* **DATA SHOWN**:

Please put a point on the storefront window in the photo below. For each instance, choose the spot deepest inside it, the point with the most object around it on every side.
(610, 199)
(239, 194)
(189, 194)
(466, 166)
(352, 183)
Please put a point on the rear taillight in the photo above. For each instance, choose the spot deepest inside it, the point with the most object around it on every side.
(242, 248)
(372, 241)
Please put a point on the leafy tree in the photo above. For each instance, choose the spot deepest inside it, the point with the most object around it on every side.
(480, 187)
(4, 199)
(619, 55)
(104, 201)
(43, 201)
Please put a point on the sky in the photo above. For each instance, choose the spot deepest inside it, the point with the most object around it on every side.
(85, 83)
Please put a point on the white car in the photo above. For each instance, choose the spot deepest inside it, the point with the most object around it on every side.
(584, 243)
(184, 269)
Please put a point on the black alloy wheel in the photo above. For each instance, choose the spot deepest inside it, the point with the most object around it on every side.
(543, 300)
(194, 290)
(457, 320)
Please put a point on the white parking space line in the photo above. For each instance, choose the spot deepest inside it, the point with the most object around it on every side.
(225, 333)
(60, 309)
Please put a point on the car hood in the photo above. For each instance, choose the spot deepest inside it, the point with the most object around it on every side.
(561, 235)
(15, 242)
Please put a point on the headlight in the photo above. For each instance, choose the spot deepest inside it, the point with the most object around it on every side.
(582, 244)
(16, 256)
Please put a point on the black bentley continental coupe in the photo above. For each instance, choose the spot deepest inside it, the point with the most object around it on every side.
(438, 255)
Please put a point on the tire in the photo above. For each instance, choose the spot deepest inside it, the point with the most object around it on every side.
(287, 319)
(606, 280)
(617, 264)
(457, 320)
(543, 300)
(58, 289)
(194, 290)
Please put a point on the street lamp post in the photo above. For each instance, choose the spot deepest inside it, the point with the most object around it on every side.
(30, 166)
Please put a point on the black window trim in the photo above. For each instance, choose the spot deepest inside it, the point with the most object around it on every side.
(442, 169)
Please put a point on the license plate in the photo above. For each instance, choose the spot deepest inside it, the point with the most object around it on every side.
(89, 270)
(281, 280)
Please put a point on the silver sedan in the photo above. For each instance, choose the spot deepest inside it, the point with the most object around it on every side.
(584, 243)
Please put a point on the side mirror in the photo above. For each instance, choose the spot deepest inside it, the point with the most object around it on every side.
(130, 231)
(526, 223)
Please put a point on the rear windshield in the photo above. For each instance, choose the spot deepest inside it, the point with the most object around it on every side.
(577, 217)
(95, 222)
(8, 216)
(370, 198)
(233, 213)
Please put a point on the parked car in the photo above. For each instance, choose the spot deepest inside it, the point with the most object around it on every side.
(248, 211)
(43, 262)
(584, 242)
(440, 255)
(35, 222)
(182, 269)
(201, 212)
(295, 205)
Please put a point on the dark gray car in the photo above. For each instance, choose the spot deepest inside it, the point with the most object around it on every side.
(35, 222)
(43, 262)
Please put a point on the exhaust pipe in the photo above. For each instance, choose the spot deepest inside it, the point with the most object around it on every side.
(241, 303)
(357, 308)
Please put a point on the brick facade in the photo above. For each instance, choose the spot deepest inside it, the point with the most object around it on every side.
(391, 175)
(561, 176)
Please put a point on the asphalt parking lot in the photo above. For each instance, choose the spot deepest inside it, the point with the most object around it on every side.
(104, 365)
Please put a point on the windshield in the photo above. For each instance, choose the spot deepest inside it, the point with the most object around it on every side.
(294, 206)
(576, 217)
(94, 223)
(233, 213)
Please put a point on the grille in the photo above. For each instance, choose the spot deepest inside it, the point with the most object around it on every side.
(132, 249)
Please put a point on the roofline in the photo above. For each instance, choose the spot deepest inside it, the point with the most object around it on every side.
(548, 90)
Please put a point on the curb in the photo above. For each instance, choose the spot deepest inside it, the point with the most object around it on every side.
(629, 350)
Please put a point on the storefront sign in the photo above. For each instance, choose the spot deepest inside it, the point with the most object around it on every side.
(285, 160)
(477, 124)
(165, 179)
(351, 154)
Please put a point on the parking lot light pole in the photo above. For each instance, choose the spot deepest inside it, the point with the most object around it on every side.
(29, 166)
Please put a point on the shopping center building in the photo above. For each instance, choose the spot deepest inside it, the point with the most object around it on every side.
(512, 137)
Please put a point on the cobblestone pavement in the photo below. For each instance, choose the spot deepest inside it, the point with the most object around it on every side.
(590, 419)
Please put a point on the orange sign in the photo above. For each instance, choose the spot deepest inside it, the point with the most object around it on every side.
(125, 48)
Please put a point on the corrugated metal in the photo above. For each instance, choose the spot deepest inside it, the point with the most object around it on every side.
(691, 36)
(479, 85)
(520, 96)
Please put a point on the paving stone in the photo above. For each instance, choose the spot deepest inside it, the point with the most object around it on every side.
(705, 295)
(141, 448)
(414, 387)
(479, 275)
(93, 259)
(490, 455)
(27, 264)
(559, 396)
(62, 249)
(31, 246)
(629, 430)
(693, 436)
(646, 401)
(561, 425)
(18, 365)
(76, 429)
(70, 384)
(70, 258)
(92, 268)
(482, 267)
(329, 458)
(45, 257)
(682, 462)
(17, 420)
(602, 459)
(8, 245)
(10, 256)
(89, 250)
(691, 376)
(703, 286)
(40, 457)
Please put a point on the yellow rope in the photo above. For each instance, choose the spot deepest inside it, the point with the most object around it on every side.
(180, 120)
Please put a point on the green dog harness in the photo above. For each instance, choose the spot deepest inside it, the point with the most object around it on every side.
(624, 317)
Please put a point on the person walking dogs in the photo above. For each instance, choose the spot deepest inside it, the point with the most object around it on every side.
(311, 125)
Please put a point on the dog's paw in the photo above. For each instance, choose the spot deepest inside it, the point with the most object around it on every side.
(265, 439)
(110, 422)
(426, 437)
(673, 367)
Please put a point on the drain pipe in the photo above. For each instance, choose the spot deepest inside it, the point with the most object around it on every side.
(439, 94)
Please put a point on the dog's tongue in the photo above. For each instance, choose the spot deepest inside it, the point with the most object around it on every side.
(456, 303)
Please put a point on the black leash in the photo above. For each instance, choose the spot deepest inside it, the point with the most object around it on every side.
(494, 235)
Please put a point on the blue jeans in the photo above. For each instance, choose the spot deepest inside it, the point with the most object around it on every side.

* **DIRECTIONS FOR THIS TASK**:
Set down each entry again, unchanged.

* **WRITTEN RESPONSE**:
Please put a point on the storefront window in the photo below. For each instance, choose the spot deepest inside it, the point with the most object around it on every side.
(610, 199)
(239, 194)
(189, 194)
(466, 166)
(352, 183)
Please put a point on the rear taillight in the photo above. For each instance, choose the spot deepest inside it, the point with the most object around it on every side.
(242, 248)
(372, 241)
Please put a point on the leafy tree in the photo above. For each instance, choose the spot deepest inside it, the point with the most object around it on every side.
(480, 187)
(4, 199)
(619, 55)
(104, 201)
(43, 201)
Please put a point on the sky in the photo above. For each instance, choose the spot deepest inside it, the point with the most object around it on every side.
(85, 83)
Please put a point on the white car in the photo above. For each instance, choose the spot deepest inside it, the point with the most object around it on every side.
(584, 243)
(184, 269)
Please put a point on the black alloy wheel in the photo above. For each instance, choose the spot deepest inside it, the point with the most object around it on every side.
(543, 300)
(194, 290)
(457, 320)
Please put a point on the white parking space line in the photo above. For each instance, choose the spot deepest inside it, the point with the most object around it on every side.
(225, 333)
(60, 309)
Please put a point on the car hood in the photo above. For each instance, choose the spot deepest inside it, the point with the most object around it on every side.
(561, 235)
(15, 242)
Please put a point on the headlight in the photo above. For each instance, choose the spot deepest inside it, the point with the most object around it on every side.
(582, 244)
(16, 256)
Please put a point on the black bentley continental coupe in the photo above. For each instance, choose the spot deepest inside it, the point with the most object around it on every side.
(438, 255)
Please put a point on the tire in the photo above. For each instance, choose the spot deepest inside it, the point with the most object around it on every side.
(287, 319)
(606, 280)
(617, 264)
(457, 320)
(543, 300)
(58, 289)
(194, 290)
Please put a point on the street lamp post in the photo above. For each instance, choose the spot deepest inside it, the point with the most object around it on every side.
(30, 166)
Please put a point on the black window trim in the photo above. For each instance, choose the spot deepest inside it, the point with the most object around it on every side.
(442, 169)
Please put a point on the license plate in the photo above. For each instance, choose the spot deepest inside it, the point with the most object around it on every side.
(89, 270)
(281, 280)
Please put a point on the silver sedan in the photo above. For each instance, choose the spot deepest inside it, the point with the most object around it on every side.
(584, 243)
Please put a point on the side mirror in the photo above. For each instance, choose the spot deepest inside it, the point with the most object around it on every side.
(130, 231)
(526, 223)
Please put a point on the rear windshield in the photo above. For each instance, choose the spot deepest inside it, the point with the most object around it on every side.
(577, 217)
(95, 222)
(8, 216)
(370, 198)
(233, 213)
Please put a point on the parked car in the photo above. For each instance, choose the spot deepest inside it, the point with the most object around it on every side.
(248, 211)
(43, 262)
(584, 242)
(440, 255)
(35, 222)
(182, 269)
(201, 212)
(295, 205)
Please put a point on the dark gray car in the photo above. For each instance, choose the spot deepest inside it, the point with the most object around it on every side.
(35, 222)
(43, 262)
Please put a point on the exhaust pipe in the photo above. For each instance, choose the spot deepest inside it, the point with the most object around it on every side.
(241, 303)
(357, 308)
Please put a point on the brick facade in the photo above. For each instance, choose the spot deepest inside it, the point with the most object around it on every side.
(391, 175)
(561, 176)
Please put a point on the asphalt parking lot in the photo above. For each instance, choose the spot deepest inside it, the point with the most object around it on every side.
(104, 365)
Please put a point on the windshield in the photo above. For each instance, choose the spot deepest inside it, the point with the most object around it on every side.
(294, 206)
(576, 217)
(94, 223)
(233, 213)
Please put a point on the grille in the photo above. For each instance, choose the spot deepest inside it, the point with the most object around it on every side.
(132, 249)
Please put a point on the roofline in the photo above. For each instance, choose the spot deepest inside it, the point with the most object around it on every side.
(548, 90)
Please put a point on the curb in the photo above. For each instance, choose the spot deepest inside it, the point with the most object around it on every side.
(629, 350)
Please put a point on the storefront sign in the photo above. For each instance, choose the spot deepest inside it, the point with the most object around it on every side.
(285, 160)
(477, 124)
(165, 179)
(351, 154)
Please put a point on the parking lot light pole in the photo above. For each instance, choose the spot deepest inside it, the point with the most object around it on every side.
(29, 166)
Please put a point on the shopping center building in the photo above. For each instance, choose the spot deepest inside it, the point with the most object around it on every side.
(512, 137)
Please put a point on the cobblestone pavement in the photo below. For each instance, choose the spot deepest inside it, the point with the most object around it on every side.
(590, 419)
Please put a point on the orange sign in the photo above. For each instance, choose the spot deepest inside it, the point with the most object around it on every side.
(125, 48)
Please put a point on the corrugated metal in the photo above. For each instance, choose the spot deepest inside it, the point with the most object around it on every side.
(691, 36)
(479, 85)
(520, 96)
Please put a point on the paving stone in the photo above. For each instance, choose the spot deepest inside it, the point with the most object around it on every side.
(705, 295)
(141, 448)
(414, 387)
(479, 275)
(93, 259)
(490, 455)
(27, 264)
(559, 396)
(62, 249)
(31, 246)
(629, 430)
(693, 436)
(646, 401)
(561, 425)
(18, 365)
(76, 429)
(70, 384)
(70, 258)
(92, 268)
(482, 267)
(329, 458)
(45, 257)
(682, 462)
(17, 420)
(602, 459)
(8, 245)
(10, 256)
(89, 250)
(691, 376)
(703, 286)
(40, 457)
Please put a point on the yellow rope in the photo above. For each instance, choose the spot deepest inside it, the point with the most object around it on every side.
(180, 120)
Please put a point on the green dog harness in the photo above. For each instance, choose the spot deepest inside it, the point with the most object around it on every side.
(624, 317)
Please put a point on the person walking dogs in the photo above. For each instance, choose the spot deepest inside it, the point with the most object around it on every side.
(311, 125)
Please put a point on the dog's paw in the photo above. For each instance, choose the spot deepest inside it, the point with the most object around it on every side.
(265, 439)
(110, 422)
(426, 437)
(673, 367)
Please put a point on the drain pipe in the photo above. For each instance, choose the spot deepest inside it, the point with the most object around it on every side.
(439, 94)
Please put a point on the dog's tongue in the photo above. For each instance, choose the spot deepest inside it, the point with the most object around it on every side.
(456, 303)
Please put a point on the black leash in the photo above. For each instance, choose the spot deepest inside it, the point with the most object around it on every side.
(494, 235)
Please put a point on the blue jeans in the photo above. For each instance, choose the spot deepest inside it, the point with the most object around it on every side.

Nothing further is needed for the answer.